▶ [Textteil]:
# Tümmler Motor ?



## Lonny (2. Februar 2008)

Hallo,

Ich habe ebend einen Tümmler Aussenborder bekommen  es ist das 75ccm Model welches 2,5 PS hat !
ich suche eine Reperatur anleitung könnt ihr mir da weiter helfen ? Der Motor wurde vor etwa 7-8 jahren Komplett Regenerirt und lief seit dem nicht mehr also neuwertig :m
Doch das Lange stehen hat eihn doch ein wenig zugesetzt und zwar müssen alle Schleuche erneuert werden :c Sonst sollte er laufen !



Grüße: Daniel


----------



## DRILLINGSHASE (2. Februar 2008)

*AW: Tümmler Motor ?*

Hi!
Ich glaube nicht, dass du für das wechseln der Schläuche eine Reparaturanleitung benötigst.
Benzinschlauch bekommst du in allen Größen im Baumarkt und je nach Model eventuell einen Luftschlauch.


Schau mal, das kosten einen 5er))

http://cgi.ebay.de/Tuemmler-Rep-Anl...ageNameZWD4VQQcmdZViewItem?_trksid=p1638.m124


----------



## Lonny (2. Februar 2008)

*AW: Tümmler Motor ?*

Hallo,

ne für den Wechsel der schleuche brauche ich sie nicht  aber da der motor etwas unrund läuft wollte ich mal die verganser einstellungs sowie zündungs werte haben 

Super danke für den Link 


Daniel


----------

▶ [Aufgabe 1]: Wie viele PS hat das 75-ccm-Modell laut der Forumsdiskussion zum Tümmler-Motor?
▶ [Aufgabe 2]: Wiederholen Sie einen Abschnitt der Forumsdiskussion zum Tümmler-Motor wortgetreu: Beginnen Sie bei den Worten „Grüße: Daniel“, und hören Sie nach „eventuell einen Luftschlauch.“ auf.

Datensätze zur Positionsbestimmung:
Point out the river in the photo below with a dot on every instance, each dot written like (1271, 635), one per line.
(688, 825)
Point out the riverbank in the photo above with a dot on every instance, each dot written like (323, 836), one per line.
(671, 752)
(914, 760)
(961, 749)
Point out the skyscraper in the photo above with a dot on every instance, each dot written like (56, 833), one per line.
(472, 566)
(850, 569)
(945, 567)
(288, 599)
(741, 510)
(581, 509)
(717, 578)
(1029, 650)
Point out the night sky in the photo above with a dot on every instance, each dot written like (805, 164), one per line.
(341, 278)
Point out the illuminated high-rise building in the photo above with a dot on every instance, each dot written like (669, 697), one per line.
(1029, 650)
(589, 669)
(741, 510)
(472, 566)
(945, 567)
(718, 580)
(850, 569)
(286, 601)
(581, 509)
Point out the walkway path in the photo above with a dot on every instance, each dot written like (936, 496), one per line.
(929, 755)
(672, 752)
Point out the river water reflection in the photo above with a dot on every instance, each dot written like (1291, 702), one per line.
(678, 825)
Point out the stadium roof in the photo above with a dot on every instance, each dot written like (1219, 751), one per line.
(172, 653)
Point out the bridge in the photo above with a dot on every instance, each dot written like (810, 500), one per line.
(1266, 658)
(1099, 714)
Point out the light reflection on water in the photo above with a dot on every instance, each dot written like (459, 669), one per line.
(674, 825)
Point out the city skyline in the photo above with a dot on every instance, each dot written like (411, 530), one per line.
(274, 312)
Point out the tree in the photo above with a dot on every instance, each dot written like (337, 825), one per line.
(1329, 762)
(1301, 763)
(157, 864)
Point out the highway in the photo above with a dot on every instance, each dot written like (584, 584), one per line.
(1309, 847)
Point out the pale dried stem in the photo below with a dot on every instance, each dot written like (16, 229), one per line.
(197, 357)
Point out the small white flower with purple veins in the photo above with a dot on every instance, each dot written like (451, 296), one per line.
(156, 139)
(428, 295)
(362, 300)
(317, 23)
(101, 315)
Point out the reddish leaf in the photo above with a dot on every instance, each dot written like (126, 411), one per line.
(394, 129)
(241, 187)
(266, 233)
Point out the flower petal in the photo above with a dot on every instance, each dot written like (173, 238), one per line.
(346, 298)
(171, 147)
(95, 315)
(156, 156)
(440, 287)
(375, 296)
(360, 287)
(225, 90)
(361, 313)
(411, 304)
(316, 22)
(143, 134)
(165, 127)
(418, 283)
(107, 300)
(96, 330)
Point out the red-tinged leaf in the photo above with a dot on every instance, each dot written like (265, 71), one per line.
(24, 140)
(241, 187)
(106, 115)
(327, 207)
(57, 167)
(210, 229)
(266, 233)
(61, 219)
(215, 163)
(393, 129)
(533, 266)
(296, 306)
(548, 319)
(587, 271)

▶ [Endergebnis 1]: 2,5 PS

▶ [Endergebnis 2]:
Grüße: Daniel


----------



## DRILLINGSHASE (2. Februar 2008)

*AW: Tümmler Motor ?*

Hi!
Ich glaube nicht, dass du für das wechseln der Schläuche eine Reparaturanleitung benötigst.
Benzinschlauch bekommst du in allen Größen im Baumarkt und je nach Model eventuell einen Luftschlauch.